**Objective:**
Edit the entries below so that every "drop a single pin" becomes "place one marker", changing nothing else. Leave the pictures out of your version.

**Raw records:**
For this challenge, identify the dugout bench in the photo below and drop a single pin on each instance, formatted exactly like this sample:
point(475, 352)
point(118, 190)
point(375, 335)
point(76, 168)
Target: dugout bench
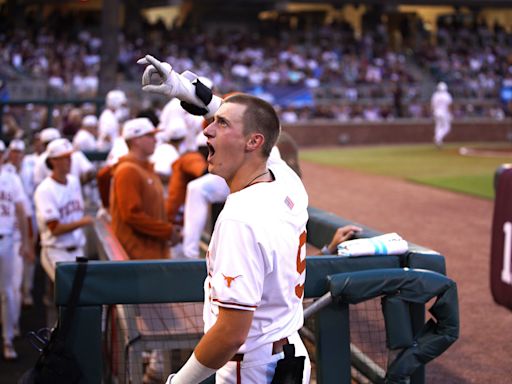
point(132, 282)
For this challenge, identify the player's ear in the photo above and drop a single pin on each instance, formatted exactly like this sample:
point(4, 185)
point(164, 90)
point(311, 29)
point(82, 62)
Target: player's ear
point(254, 141)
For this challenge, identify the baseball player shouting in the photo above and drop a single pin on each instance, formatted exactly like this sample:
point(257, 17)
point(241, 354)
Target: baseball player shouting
point(60, 209)
point(11, 210)
point(256, 257)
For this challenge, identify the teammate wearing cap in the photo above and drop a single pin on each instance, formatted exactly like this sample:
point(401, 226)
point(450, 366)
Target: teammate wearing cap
point(169, 147)
point(136, 198)
point(60, 209)
point(85, 138)
point(115, 113)
point(81, 167)
point(441, 104)
point(12, 210)
point(256, 258)
point(23, 275)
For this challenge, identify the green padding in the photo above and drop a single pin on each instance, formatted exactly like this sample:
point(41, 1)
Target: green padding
point(322, 225)
point(160, 281)
point(319, 267)
point(124, 282)
point(432, 261)
point(96, 155)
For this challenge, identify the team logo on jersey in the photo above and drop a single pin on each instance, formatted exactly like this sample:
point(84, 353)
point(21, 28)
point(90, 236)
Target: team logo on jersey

**Expected answer:**
For this challenge, identify the dugout bench in the photo below and place one marker on each instance, formatted exactly like this sample:
point(475, 352)
point(118, 190)
point(375, 335)
point(76, 168)
Target: dugout bench
point(132, 282)
For this challenge, identify the player's ear in the photo above and place one marker on each instance, formatted exactly like this sample:
point(4, 185)
point(164, 90)
point(311, 29)
point(82, 62)
Target: player's ear
point(254, 141)
For this challenge, identify the baseball player shouting in the photo above and place one marker on each instance, formatted exactly like this sample:
point(257, 17)
point(241, 354)
Target: baseball player shouting
point(60, 209)
point(11, 210)
point(256, 257)
For this challenge, identify the teammate wearing cap in the photo above and place one marker on each instance, formatted exactly like this sample:
point(401, 226)
point(450, 366)
Target: teammate wearing cap
point(169, 147)
point(136, 198)
point(60, 209)
point(85, 138)
point(115, 113)
point(81, 167)
point(441, 104)
point(12, 210)
point(256, 258)
point(23, 275)
For this challenge, identify the green padding in the photo above and place one marker on each instance, formatted exactly like this sample:
point(41, 1)
Target: green padding
point(322, 225)
point(160, 281)
point(319, 267)
point(124, 282)
point(432, 261)
point(96, 155)
For this challenge, identify the team logo on jersey in the photo above and place one marker on each instance, formatted exactly like this sample:
point(84, 353)
point(21, 28)
point(90, 236)
Target: team logo on jersey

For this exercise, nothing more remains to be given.